Stated task 1 – According to the Swiss Prime Site press release, in which country is ELM B.V. incorporated?

Reading passage –
----------
Swiss Prime Site intends to issue CHF 250 million convertible notes due 2030

Swiss Prime Site AG / Key word(s): Bond/Real Estate
Swiss Prime Site intends to issue CHF 250 million convertible notes due 2030

23-May-2023 / 07:30 CET/CEST
Release of an ad hoc announcement pursuant to Art. 53 LR
The issuer is solely responsible for the content of this announcement.


Ad Hoc announcement pursuant to article 53 LR

PRESS RELEASE

Zug, 23 May 2023

  • Expected fixed coupon of between 1.125% – 1.625% per annum with a conversion price that is expected at a premium of between 10% – 15% to the reference share price
  • Proceeds to be used to refinance upcoming convertible debt maturity as well as its real estate development projects

Swiss Prime Site AG («Swiss Prime Site»), rated A3 by Moody’s, intends to issue CHF 250 million senior convertible notes due 2030 (the «SPS Convertible Loan Notes») to refinance its real estate portfolio and upcoming debt maturities. The SPS Convertible Loan Notes will be convertible into registered shares («shares») of Swiss Prime Site (or, at the option of Swiss Prime Site, cash or a combination of shares and cash) and will serve as security for exchangeable notes concurrently issued by a financing vehicle to investors. 

Swiss Prime Site intends to issue the SPS Convertible Loan Notes to ELM B.V. («ELM»), or a nominee of ELM acting on its behalf. ELM is a foundation-owned and so called «repackaging vehicle» incorporated in the Netherlands. ELM in turn will issue its own 7-year exchangeable notes (the «ELM Exchangeable Notes») secured by the SPS Convertible Loan Notes. Holders of the ELM Exchangeable Notes («ELM Noteholders») will be entitled to exchange the ELM Exchangeable Notes for shares (or, at the option of Swiss Prime Site, cash or a combination of shares and cash) on the same basis as the equivalent provisions of the SPS Convertible Loan Notes. All payments on the ELM Exchangeable Notes, and delivery of shares to ELM Noteholders, will be made under the ELM Exchangeable Notes when, if and to the extent that ELM, as holder of the SPS Convertible Loan Notes, receives payment, or deliveries of shares, in respect of the SPS Convertible Loan Notes. 

The SPS Convertible Loan Notes are senior and unsecured obligations of Swiss Prime Site and are expected to carry a fixed coupon of between 1.125% – 1.625% per annum, payable annually in arrear. The SPS Convertible Loan Notes will be redeemed on or around 31 May 2030 at their principal amount. In certain circumstances customary to such notes, the SPS Convertible Loan Notes may be redeemed early, in cash. Holders of the SPS Convertible Loan Notes have a put option at par plus accrued interest in year 4 and in certain other events also customary to such notes.
----------
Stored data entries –
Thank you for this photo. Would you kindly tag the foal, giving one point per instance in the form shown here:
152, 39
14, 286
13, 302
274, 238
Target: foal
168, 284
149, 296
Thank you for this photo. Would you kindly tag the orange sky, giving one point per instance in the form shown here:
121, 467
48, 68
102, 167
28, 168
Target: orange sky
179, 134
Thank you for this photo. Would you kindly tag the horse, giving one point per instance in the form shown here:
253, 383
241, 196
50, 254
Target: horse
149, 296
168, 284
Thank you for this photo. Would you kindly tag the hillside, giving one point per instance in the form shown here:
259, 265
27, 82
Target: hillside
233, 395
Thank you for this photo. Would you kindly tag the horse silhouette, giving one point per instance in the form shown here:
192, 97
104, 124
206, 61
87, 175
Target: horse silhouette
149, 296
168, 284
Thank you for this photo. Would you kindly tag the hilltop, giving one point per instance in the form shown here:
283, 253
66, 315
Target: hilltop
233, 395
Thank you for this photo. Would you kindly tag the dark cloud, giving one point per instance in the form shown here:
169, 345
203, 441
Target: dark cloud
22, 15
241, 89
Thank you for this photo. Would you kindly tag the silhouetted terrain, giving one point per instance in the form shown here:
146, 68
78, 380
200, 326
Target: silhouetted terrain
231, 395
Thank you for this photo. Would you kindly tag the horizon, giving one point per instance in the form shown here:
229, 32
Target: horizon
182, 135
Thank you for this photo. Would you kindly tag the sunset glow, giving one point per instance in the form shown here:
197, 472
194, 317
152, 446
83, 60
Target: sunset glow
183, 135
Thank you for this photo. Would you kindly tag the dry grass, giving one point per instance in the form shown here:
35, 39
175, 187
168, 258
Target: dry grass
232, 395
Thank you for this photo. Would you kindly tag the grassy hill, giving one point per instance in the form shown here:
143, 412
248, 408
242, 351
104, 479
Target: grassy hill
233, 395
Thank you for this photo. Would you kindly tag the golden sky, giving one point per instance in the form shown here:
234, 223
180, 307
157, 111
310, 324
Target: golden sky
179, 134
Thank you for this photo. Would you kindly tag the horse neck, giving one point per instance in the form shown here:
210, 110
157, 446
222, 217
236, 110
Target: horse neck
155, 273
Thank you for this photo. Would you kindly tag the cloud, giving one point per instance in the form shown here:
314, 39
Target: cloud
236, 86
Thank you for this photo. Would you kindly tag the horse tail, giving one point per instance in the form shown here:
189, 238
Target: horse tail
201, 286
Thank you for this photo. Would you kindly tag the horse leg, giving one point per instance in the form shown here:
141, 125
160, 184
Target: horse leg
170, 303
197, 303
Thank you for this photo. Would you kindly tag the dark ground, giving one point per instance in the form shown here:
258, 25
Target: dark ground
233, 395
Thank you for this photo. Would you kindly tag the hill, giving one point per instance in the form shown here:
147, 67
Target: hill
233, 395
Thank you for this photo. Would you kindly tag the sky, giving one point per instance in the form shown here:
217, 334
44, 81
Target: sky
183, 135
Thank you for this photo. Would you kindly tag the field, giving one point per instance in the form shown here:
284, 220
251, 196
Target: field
----------
Stated task 2 – Copy the listing word for word, from the line containing "horse tail, giving" down to the end of the listing, including both of those lines.

Right answer 1 – The Netherlands.

Right answer 2 –
Thank you for this photo. Would you kindly tag the horse tail, giving one point per instance in the form shown here:
189, 238
Target: horse tail
201, 286
Thank you for this photo. Would you kindly tag the horse leg, giving one point per instance in the form shown here:
141, 125
160, 184
Target: horse leg
170, 303
197, 303
Thank you for this photo. Would you kindly tag the dark ground, giving one point per instance in the form shown here:
258, 25
Target: dark ground
233, 395
Thank you for this photo. Would you kindly tag the hill, giving one point per instance in the form shown here:
147, 67
Target: hill
233, 395
Thank you for this photo. Would you kindly tag the sky, giving one point per instance in the form shown here:
217, 334
44, 81
Target: sky
183, 135
Thank you for this photo. Would you kindly tag the field, giving one point per instance in the form shown here:
284, 220
251, 196
Target: field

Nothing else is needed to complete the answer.